* **PAGE EXTRACT**:
Microsoft Access/Jet databases are more prone to corruption than SQL Server for a number of reasons. Since Access/Jet uses a file share model, all users are concurrently holding active connections to data. If any one of those users unexpectedly loses the connection, the database can become corrupt. Connection loss can happen if the userís network connection is intermittent, driver versions are not current or conflicting versions of the Jet DLLs are used to read the same database file.
Microsoft Access includes a Compact/Repair utility, but serious database corruption is not fixed by this utility. Third party repair services are available, but this requires sending the affected database off to another location, paying a fee, and waiting for it to be returned with mixed results.
Windows allows copying a Microsoft Access database even if people have it open, so you can create a backup, but that may be a problem if someone is modifying the data at the time the file is being copied.
Compacting a Microsoft Access database requires all users to be off the database, which is problematic for solutions running 24/7. A lock is placed on the database at the file level (*.ldb or *.laccdb files) as soon as it is opened by the first user.
In a multi-user environment, Microsoft Access does not tell you who is currently in the database, so it can be an administrative headache to get people off the system. Our Total Access Admin program lets you monitor the users going in and out of the database in real-time, which helps and can compact the database after everyone exits, but it's not a built-in feature of Microsoft Access.

* **GIVEN INFORMATION**:
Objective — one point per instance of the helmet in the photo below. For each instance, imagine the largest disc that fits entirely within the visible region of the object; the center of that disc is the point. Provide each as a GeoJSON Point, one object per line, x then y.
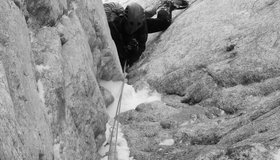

* **WHAT YOU WILL DO**: Reproduce the entire passage about Microsoft Access database corruption word for word.

* **RESULT**:
Microsoft Access/Jet databases are more prone to corruption than SQL Server for a number of reasons. Since Access/Jet uses a file share model, all users are concurrently holding active connections to data. If any one of those users unexpectedly loses the connection, the database can become corrupt. Connection loss can happen if the userís network connection is intermittent, driver versions are not current or conflicting versions of the Jet DLLs are used to read the same database file.
Microsoft Access includes a Compact/Repair utility, but serious database corruption is not fixed by this utility. Third party repair services are available, but this requires sending the affected database off to another location, paying a fee, and waiting for it to be returned with mixed results.
Windows allows copying a Microsoft Access database even if people have it open, so you can create a backup, but that may be a problem if someone is modifying the data at the time the file is being copied.
Compacting a Microsoft Access database requires all users to be off the database, which is problematic for solutions running 24/7. A lock is placed on the database at the file level (*.ldb or *.laccdb files) as soon as it is opened by the first user.
In a multi-user environment, Microsoft Access does not tell you who is currently in the database, so it can be an administrative headache to get people off the system. Our Total Access Admin program lets you monitor the users going in and out of the database in real-time, which helps and can compact the database after everyone exits, but it's not a built-in feature of Microsoft Access.